Because They Can: Employers and the Payday Heist

Wage Theft in America: Why Millions of Working Americans Are Not Getting Paid—and What We Can Do About It
By Kim Bobo
The New Press, 2009

Reviewed by Bethany Moreton

Readers of New Labor Forum are no strangers to the uncanny illogic of the American economy. If we needed a refresher course, we got one recently by trying to explain that health care is already rationed, or that “too big to fail” is an oxymoron coming from a big, failed bank. But if the title of Kim Bobo’s Wage Theft in America: Why Millions of Working Americans Are Not Getting Paid—and What We Can Do About It strikes labor insiders as old news, consider this: Bobo’s book may be the single most effective grassroots organizing tool available during this crucial window of opportunity for labor.
......
**DESCRIPTION OF THE TASK:**
Extend the review of Kim Bobo's book on wage theft, picking up after its last sentence.
......
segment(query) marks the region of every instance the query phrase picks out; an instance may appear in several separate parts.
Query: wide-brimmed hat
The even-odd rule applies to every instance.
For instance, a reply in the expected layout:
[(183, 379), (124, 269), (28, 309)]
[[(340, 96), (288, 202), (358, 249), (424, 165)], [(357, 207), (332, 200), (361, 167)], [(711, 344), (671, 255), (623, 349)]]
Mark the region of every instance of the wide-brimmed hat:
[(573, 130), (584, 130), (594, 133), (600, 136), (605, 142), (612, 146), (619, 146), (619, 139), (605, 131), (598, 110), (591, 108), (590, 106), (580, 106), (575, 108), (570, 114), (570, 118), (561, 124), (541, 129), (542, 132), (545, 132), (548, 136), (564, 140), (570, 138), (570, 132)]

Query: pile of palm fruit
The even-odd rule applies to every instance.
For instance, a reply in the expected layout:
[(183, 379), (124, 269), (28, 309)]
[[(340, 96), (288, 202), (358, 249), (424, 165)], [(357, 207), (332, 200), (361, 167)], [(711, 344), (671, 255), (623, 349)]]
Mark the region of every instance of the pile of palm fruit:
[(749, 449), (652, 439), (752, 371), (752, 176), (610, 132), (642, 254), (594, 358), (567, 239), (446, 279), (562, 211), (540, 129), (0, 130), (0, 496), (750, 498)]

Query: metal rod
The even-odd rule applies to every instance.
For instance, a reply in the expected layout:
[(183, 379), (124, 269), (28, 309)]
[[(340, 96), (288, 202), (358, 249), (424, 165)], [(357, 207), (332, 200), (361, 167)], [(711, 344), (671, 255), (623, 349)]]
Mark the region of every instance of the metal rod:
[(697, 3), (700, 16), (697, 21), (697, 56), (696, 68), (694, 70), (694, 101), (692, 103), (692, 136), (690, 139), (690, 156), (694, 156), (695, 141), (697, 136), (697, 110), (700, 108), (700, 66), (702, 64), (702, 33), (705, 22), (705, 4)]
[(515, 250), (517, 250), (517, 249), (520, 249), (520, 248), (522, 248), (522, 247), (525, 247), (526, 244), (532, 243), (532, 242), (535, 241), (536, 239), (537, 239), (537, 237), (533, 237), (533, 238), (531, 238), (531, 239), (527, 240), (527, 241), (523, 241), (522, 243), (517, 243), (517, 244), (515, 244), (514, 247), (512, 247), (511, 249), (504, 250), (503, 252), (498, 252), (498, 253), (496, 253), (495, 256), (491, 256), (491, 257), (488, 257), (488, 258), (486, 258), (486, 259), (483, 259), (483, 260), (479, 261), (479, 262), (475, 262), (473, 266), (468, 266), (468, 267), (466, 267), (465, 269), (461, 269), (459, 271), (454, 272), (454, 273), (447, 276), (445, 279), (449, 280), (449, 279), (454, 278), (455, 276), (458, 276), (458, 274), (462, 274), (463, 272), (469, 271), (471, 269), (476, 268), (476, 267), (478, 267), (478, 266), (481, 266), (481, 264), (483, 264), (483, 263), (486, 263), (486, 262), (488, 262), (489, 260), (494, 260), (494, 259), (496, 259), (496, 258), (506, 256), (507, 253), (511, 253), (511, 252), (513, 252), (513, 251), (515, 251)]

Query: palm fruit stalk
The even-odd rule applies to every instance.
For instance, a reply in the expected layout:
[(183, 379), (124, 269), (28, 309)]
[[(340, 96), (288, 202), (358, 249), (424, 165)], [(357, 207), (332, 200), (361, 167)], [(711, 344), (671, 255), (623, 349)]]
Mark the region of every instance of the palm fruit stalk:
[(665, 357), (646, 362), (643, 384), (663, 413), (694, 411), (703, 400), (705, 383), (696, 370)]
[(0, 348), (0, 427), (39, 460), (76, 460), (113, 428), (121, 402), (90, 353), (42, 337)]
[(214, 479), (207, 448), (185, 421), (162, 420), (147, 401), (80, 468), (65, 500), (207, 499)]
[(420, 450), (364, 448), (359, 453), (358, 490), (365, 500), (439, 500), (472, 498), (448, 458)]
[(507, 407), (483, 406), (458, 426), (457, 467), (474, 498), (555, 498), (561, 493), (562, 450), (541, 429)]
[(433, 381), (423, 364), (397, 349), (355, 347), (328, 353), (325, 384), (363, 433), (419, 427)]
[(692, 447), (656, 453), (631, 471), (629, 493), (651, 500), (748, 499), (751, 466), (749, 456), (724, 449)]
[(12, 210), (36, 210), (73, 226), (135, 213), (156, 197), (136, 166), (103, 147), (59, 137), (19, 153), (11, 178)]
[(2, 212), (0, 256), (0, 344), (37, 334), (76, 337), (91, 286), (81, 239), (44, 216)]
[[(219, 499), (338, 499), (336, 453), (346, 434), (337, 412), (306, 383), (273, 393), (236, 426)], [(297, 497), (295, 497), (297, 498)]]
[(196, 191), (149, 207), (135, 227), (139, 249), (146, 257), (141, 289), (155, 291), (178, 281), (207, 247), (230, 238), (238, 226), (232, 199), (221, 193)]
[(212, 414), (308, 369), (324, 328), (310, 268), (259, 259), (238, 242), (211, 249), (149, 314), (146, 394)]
......
**ANSWER BELOW:**
Her first accomplishment is to gather the evidence of wage theft in one place; the result may rattle even those already familiar with workplace injustice. Employers steal billions of dollars annually from millions of workers by illegally denying overtime rates; tampering with time cards; refusing mandated breaks; underpaying the agreed-upon wages or the legal minimum; paying minimum wages on federal projects and pocketing the difference between the prevailing wage and the minimum; avoiding employer contributions to Social Security, Medicare, unemployment insurance, and workers’ compensation insurance; deducting specious charges from paychecks; seizing tips; or flat-out refusing to pay for work performed, period. Studies by the Department of Labor, the Government Accountability Office, the Urban Institute, Human Rights Watch, and even the business-backed Economic Policy Foundation reveal that these tactics of theft can be found across industries, with particularly high incidences in nursing homes, garment factories, large-scale farms, restaurants, residential construction sites, and poultry processing plants.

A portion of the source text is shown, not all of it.